**TEXT**

+++

This is part two of the state Senate races we’re watching:
—2nd District (Marshall, Wetzel, Monongalia, Marion, Tyler, Doddridge, Ritchie, Gilmer, Calhoun). This is an open seat because Senator Jeff Kessler (D-Marshall) decided to run for Governor and not re-election. The Republican candidate is Mike Maroney, a medical doctor from Glen Dale who is making his first run at political office. The Democratic candidate is Lisa Zukoff, the granddaughter of a coal miner who has the backing of the UMWA and the AFL-CIO. Political gadfly H. John Rogers is also running as a Libertarian. The district is trending Republican. Kent Leonhardt knocked off long-time Democratic incumbent Larry Edgell for Senate here in 2014. Republicans believe they gain a seat here. Lean Maroney.

+++

**REQUIRED ACTION**
In one to three sentences, explain why the 2nd District race described in the Senate race text is for an open seat. You will not need the records for any of this work.

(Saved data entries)

+++

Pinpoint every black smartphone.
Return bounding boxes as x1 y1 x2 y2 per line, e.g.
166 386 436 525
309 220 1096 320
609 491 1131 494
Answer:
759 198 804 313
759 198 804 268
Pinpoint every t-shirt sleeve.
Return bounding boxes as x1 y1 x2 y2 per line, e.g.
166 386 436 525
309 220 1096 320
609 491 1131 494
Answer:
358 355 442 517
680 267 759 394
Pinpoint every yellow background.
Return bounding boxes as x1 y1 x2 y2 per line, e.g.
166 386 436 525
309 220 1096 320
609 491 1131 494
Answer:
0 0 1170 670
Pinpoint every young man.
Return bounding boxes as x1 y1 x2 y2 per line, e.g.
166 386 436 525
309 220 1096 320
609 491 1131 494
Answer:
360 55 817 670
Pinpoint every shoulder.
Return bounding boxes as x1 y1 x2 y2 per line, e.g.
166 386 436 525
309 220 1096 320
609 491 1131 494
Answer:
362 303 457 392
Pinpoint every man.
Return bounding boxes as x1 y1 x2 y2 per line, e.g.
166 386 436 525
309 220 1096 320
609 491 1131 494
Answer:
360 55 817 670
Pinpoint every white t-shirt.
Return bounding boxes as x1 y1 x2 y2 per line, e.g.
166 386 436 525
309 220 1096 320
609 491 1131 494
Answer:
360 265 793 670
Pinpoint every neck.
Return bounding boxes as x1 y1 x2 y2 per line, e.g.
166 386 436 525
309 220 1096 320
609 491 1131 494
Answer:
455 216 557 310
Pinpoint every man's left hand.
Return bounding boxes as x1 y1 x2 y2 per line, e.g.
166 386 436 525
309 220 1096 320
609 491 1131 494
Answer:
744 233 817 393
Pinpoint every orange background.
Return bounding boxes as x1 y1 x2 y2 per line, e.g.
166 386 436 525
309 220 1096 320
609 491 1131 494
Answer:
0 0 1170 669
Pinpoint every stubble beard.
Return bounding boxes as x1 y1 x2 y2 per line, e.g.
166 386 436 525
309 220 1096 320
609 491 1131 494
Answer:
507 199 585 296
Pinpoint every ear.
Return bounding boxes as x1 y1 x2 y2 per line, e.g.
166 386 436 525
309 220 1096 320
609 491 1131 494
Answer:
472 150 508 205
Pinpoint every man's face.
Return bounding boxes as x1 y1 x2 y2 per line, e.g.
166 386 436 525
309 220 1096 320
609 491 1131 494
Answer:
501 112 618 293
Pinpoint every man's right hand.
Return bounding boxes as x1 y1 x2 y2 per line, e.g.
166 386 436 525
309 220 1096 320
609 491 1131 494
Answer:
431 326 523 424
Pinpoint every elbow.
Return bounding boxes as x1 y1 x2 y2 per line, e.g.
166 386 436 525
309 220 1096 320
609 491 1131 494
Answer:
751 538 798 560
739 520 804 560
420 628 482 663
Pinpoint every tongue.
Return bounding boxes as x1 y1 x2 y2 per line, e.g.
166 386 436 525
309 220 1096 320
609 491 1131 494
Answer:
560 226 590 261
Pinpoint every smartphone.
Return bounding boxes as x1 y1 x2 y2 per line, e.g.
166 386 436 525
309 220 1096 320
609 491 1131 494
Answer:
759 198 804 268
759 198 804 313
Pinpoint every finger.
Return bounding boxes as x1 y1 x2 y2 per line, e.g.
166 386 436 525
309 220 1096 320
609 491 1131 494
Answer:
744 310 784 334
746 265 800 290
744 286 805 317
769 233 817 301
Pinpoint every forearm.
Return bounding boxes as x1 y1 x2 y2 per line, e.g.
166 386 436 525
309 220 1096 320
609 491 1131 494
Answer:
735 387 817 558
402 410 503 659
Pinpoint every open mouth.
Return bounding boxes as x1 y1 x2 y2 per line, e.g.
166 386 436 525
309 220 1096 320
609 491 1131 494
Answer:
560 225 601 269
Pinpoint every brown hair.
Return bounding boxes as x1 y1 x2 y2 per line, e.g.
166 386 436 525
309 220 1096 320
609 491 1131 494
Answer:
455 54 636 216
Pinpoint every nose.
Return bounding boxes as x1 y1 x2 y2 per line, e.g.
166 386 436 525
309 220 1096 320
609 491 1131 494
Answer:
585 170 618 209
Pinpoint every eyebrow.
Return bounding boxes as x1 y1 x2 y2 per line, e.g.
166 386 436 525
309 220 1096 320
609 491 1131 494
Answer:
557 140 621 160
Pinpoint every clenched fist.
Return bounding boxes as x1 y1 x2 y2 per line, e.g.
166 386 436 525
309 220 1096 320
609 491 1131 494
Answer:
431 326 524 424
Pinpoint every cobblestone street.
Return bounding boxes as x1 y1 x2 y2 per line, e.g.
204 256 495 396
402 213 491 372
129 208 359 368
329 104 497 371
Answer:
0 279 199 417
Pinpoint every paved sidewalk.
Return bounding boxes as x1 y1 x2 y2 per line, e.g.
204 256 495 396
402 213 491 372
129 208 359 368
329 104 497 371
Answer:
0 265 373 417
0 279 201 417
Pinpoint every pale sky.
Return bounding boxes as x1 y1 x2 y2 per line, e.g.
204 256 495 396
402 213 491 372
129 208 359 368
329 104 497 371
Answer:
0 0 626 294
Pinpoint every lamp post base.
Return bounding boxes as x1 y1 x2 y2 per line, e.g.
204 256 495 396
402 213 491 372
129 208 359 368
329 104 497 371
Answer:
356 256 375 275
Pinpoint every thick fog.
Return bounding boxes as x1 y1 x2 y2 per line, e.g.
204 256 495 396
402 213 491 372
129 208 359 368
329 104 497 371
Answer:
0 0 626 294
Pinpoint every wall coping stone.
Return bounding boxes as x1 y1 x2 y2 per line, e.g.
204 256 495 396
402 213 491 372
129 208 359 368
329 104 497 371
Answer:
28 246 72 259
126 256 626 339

+++

**RESPONSE FOR THIS EXERCISE**
The 2nd District seat is open because Senator Jeff Kessler (D-Marshall) decided to run for Governor instead of seeking re-election.